-- Tasks --
a: In the Ellery piece, could you give the stretch from "The effort by" through "of the county." again, changing "county government" to "state government"?
b: Does the Ellery piece support each statement below? Answer yes or no for each, and quote the deciding words.
(i) Fifteen organizations signed the Memorandum of Agreement.
(ii) The town attorney recommended that Ellery sign the agreement.
(iii) The townships bordering the lake account for more than half of the county's total property value.

start Source document

Ellery Opts Out – At What Cost?

Recently, 15 organizations signed a Memorandum of Agreement on how to proceed with managing the weeds in Chautauqua Lake. There was one exception: the Town of Ellery said “No.”

The newspaper account of the reason for doing this is that the town attorney had recommended against signing it. The town supervisor said something to the effect the town would “go down in history” for not signing the agreement.

In my view, the town of Ellery may have well “gone down the tubes of history” but not in a good way. I see nothing to be gained by them being a “lone ranger” on the lake.

The effort by county government to have a coordinated policy on lake weeds is the first time, in my memory, that that county has really stood up and taken “ownership” of the lake. It should. The lake is the driving force of the economy around here and the townships bordering it represent close to half the total property value of the county.

end Source document
start Supplied records

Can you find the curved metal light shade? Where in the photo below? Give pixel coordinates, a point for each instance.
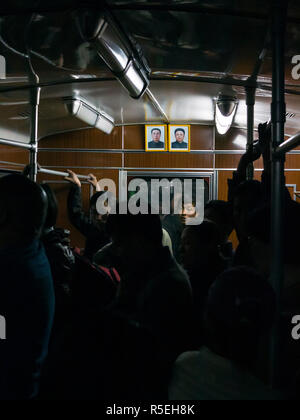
(226, 107)
(112, 46)
(94, 118)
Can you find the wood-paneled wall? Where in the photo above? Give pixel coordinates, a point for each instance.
(87, 151)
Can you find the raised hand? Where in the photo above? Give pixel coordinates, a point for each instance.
(93, 181)
(73, 178)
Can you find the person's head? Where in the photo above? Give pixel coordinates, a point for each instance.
(179, 135)
(199, 244)
(137, 239)
(220, 212)
(247, 197)
(96, 217)
(259, 236)
(23, 207)
(156, 134)
(52, 208)
(240, 311)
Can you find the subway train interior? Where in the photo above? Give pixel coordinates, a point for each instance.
(150, 202)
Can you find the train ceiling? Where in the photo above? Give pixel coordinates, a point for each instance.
(194, 49)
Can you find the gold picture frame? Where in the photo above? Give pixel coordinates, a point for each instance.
(179, 138)
(154, 136)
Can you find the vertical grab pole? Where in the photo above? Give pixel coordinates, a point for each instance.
(35, 94)
(34, 102)
(278, 111)
(250, 101)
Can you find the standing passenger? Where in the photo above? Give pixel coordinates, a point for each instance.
(93, 228)
(26, 288)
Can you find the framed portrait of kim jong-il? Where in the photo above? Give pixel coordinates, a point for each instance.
(156, 138)
(179, 138)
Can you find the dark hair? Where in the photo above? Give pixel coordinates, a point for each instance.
(52, 208)
(259, 227)
(179, 129)
(94, 198)
(122, 226)
(251, 190)
(23, 205)
(206, 232)
(156, 129)
(223, 214)
(240, 310)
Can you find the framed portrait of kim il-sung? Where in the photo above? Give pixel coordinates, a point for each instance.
(179, 138)
(156, 138)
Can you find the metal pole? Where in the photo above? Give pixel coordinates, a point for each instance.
(16, 144)
(34, 100)
(278, 110)
(250, 101)
(64, 174)
(288, 145)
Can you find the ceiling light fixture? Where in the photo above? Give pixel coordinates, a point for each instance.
(91, 116)
(226, 107)
(123, 56)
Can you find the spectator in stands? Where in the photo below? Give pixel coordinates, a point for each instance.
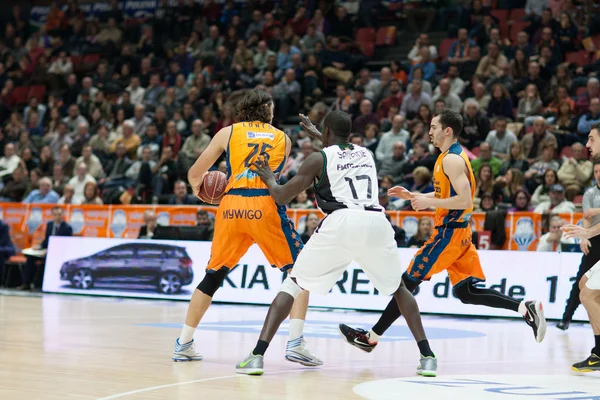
(90, 194)
(476, 125)
(147, 230)
(68, 196)
(486, 157)
(423, 233)
(367, 116)
(180, 195)
(501, 139)
(450, 99)
(10, 161)
(534, 142)
(584, 126)
(500, 104)
(388, 139)
(78, 182)
(557, 203)
(552, 240)
(491, 65)
(576, 172)
(413, 100)
(44, 194)
(56, 227)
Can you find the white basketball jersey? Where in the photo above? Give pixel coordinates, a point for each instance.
(349, 180)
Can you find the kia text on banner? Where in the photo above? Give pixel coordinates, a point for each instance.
(524, 275)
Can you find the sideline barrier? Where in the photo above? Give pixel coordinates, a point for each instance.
(127, 271)
(27, 222)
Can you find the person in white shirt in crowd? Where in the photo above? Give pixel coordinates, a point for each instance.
(92, 162)
(423, 40)
(451, 100)
(10, 161)
(136, 92)
(79, 180)
(396, 134)
(557, 203)
(552, 240)
(500, 139)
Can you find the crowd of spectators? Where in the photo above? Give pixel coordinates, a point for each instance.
(128, 129)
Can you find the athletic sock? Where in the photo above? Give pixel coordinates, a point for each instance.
(261, 347)
(187, 334)
(373, 337)
(296, 328)
(425, 349)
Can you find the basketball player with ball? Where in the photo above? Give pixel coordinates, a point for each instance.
(247, 214)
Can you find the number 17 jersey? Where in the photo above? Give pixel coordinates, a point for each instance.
(348, 180)
(248, 140)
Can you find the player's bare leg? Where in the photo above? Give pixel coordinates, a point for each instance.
(590, 299)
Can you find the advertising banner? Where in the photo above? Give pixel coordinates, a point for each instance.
(166, 269)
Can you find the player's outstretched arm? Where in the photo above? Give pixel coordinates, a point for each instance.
(216, 146)
(309, 170)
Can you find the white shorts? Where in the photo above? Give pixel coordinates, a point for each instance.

end Supplied records

-- The responses --
a:
The effort by state government to have a coordinated policy on lake weeds is the first time, in my memory, that that county has really stood up and taken “ownership” of the lake. It should. The lake is the driving force of the economy around here and the townships bordering it represent close to half the total property value of the county.

b:
(i) Yes: "Recently, 15 organizations signed a Memorandum of Agreement"
(ii) No: "the town attorney had recommended against signing it"
(iii) No: "represent close to half the total property value of the county"